*What you should do*: Read through the listing below and return only the lines containing "cabinet".
::::::::
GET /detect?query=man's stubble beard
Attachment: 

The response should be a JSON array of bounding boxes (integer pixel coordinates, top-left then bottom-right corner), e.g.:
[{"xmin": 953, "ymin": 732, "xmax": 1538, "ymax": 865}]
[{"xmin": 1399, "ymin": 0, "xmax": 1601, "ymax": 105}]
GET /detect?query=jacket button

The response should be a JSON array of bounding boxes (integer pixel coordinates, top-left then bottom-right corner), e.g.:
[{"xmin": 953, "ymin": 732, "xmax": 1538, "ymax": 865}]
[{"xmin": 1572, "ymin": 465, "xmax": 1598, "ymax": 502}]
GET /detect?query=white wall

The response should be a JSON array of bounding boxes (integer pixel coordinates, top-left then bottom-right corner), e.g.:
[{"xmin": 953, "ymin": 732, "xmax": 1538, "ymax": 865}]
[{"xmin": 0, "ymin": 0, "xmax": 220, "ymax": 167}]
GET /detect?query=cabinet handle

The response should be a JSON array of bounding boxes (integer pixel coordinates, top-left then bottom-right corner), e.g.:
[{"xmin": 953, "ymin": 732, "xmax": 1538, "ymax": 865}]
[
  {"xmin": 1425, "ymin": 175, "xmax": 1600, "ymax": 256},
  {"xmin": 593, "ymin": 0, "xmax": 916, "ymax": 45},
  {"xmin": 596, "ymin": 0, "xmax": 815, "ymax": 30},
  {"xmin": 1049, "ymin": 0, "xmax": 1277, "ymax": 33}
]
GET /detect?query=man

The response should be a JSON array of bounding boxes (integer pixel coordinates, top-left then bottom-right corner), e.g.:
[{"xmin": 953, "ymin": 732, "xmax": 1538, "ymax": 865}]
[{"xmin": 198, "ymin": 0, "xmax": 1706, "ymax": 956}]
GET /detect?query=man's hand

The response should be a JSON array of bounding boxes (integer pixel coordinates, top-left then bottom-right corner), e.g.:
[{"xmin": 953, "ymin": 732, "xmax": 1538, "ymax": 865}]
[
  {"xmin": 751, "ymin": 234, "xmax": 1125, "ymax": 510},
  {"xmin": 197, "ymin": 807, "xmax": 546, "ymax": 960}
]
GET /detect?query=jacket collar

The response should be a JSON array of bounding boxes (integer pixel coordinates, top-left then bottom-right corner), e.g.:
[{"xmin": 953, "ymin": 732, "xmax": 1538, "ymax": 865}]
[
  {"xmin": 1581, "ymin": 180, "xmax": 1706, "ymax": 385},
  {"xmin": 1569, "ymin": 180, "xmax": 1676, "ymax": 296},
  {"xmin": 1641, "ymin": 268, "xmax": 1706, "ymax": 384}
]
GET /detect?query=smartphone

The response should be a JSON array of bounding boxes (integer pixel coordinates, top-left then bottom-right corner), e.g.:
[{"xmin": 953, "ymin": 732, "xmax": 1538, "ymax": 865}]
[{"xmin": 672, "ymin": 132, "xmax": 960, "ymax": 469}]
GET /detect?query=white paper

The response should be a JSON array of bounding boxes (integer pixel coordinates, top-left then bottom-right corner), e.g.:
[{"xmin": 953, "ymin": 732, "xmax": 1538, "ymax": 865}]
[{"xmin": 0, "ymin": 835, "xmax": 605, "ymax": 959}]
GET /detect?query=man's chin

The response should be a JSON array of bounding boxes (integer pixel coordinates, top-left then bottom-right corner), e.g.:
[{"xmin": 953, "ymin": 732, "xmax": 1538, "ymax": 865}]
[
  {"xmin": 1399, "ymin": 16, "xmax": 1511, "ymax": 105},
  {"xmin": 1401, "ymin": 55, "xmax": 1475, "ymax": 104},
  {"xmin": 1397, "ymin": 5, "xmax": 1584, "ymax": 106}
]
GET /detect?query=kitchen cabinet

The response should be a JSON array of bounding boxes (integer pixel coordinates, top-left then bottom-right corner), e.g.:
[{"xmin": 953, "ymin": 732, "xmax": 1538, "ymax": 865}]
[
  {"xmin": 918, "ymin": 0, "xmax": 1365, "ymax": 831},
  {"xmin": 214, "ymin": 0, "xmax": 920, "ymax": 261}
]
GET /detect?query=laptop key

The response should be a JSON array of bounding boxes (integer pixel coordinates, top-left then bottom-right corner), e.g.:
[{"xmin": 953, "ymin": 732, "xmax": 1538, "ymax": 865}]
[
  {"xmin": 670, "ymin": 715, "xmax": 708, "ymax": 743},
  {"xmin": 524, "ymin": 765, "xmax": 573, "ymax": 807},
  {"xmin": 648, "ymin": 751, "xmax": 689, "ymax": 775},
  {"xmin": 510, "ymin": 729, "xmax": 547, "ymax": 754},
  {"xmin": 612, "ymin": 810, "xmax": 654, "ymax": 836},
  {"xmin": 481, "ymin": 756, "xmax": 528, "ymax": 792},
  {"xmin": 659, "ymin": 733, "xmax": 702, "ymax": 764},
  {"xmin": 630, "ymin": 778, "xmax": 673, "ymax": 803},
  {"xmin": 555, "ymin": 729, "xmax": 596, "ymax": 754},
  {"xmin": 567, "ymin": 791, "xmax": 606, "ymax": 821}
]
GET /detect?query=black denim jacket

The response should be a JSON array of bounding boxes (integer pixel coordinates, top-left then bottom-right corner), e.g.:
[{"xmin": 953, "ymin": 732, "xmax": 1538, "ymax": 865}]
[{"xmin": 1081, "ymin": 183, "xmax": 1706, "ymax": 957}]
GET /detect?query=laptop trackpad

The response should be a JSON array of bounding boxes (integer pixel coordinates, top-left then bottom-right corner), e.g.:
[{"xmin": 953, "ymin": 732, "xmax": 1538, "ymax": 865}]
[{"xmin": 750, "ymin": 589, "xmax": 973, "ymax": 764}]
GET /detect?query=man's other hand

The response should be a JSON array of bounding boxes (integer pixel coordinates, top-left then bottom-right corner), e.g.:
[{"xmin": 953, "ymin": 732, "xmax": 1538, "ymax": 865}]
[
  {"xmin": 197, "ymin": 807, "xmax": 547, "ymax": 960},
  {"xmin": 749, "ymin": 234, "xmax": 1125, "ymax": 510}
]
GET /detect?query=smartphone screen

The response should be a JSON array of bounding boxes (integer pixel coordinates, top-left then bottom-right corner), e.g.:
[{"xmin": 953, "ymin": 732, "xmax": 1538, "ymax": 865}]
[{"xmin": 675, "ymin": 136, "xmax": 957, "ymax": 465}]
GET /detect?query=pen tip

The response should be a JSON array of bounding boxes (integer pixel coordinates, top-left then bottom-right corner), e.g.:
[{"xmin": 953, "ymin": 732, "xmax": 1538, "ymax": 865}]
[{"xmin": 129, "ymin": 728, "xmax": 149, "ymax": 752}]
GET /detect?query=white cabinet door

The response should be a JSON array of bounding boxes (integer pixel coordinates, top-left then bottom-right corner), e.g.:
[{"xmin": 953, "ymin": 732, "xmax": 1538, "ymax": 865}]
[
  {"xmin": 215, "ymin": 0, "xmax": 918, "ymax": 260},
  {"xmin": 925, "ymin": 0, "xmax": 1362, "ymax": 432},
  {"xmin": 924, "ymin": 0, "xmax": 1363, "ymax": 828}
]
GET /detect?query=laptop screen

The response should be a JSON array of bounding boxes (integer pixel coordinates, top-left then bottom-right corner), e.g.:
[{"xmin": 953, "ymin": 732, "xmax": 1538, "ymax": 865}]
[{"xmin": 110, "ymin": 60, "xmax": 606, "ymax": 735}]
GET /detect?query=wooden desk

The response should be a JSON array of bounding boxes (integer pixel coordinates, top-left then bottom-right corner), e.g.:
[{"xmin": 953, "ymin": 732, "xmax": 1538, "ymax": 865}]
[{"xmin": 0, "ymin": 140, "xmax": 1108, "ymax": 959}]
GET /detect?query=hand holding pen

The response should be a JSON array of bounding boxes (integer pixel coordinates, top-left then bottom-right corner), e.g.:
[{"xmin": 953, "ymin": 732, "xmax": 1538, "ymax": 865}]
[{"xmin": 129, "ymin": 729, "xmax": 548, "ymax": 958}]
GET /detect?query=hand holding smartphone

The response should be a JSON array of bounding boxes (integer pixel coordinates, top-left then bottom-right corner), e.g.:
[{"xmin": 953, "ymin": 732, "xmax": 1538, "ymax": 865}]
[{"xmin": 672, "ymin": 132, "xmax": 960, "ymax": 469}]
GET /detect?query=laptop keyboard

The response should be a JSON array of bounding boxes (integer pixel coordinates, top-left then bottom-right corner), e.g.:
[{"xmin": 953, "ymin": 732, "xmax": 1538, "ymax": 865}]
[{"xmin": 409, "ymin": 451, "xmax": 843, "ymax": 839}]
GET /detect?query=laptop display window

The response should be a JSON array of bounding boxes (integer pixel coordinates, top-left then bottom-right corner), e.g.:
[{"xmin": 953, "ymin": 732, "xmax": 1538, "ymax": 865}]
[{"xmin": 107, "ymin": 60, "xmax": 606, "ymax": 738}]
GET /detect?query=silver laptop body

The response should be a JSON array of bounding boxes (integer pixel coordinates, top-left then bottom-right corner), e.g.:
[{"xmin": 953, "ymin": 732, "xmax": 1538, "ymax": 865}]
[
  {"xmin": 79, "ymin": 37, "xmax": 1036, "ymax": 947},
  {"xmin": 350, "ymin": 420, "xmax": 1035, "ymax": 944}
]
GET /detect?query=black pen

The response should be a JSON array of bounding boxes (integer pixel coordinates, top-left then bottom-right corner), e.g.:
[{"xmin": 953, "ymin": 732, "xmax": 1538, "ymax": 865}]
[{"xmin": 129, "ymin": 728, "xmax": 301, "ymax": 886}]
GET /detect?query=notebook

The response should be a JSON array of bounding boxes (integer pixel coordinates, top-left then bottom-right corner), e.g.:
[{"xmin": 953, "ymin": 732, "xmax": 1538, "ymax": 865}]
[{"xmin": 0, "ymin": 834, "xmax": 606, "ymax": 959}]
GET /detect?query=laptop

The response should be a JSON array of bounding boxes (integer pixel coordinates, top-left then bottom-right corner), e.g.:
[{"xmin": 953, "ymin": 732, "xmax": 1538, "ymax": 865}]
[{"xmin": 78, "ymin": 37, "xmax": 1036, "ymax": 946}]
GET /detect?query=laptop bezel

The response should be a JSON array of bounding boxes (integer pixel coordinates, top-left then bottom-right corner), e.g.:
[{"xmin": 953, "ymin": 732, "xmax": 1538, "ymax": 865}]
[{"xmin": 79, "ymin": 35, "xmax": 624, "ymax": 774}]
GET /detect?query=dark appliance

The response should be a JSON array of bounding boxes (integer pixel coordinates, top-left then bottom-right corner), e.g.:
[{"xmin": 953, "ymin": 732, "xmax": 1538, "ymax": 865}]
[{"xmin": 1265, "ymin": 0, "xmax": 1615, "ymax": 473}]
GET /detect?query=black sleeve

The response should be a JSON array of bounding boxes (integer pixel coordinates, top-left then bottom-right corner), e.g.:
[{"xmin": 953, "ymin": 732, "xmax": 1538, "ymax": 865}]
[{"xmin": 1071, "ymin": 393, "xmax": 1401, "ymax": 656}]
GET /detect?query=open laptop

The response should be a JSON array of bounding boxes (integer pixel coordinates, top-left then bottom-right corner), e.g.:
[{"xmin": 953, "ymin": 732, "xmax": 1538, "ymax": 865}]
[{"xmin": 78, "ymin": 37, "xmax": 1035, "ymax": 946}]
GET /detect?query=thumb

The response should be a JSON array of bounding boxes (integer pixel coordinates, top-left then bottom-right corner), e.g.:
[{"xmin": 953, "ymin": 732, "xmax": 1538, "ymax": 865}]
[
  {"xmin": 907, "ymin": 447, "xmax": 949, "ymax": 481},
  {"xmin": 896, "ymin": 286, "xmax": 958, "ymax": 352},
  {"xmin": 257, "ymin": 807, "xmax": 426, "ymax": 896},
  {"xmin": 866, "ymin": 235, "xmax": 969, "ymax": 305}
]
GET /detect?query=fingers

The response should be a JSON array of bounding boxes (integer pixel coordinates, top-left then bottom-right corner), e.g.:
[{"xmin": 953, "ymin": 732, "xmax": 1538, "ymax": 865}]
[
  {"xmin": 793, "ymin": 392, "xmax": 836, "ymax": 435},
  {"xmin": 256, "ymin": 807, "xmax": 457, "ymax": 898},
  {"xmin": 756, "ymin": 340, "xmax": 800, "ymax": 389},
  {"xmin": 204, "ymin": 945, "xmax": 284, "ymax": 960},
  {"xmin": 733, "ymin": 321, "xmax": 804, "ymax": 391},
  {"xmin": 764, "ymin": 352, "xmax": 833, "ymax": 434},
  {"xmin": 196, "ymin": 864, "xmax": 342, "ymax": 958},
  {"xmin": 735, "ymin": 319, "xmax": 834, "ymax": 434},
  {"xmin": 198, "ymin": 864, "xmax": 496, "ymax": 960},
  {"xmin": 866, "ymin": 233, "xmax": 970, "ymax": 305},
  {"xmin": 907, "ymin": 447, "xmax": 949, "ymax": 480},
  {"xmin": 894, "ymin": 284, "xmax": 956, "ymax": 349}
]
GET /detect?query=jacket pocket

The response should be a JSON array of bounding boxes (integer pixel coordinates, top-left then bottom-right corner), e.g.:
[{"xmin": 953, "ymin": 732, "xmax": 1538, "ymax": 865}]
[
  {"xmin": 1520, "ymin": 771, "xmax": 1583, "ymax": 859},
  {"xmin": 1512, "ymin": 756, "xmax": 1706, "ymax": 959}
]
::::::::
*Written answer*:
GET /detect?query=cabinet handle
GET /detect?query=kitchen cabinet
GET /detect?query=white cabinet door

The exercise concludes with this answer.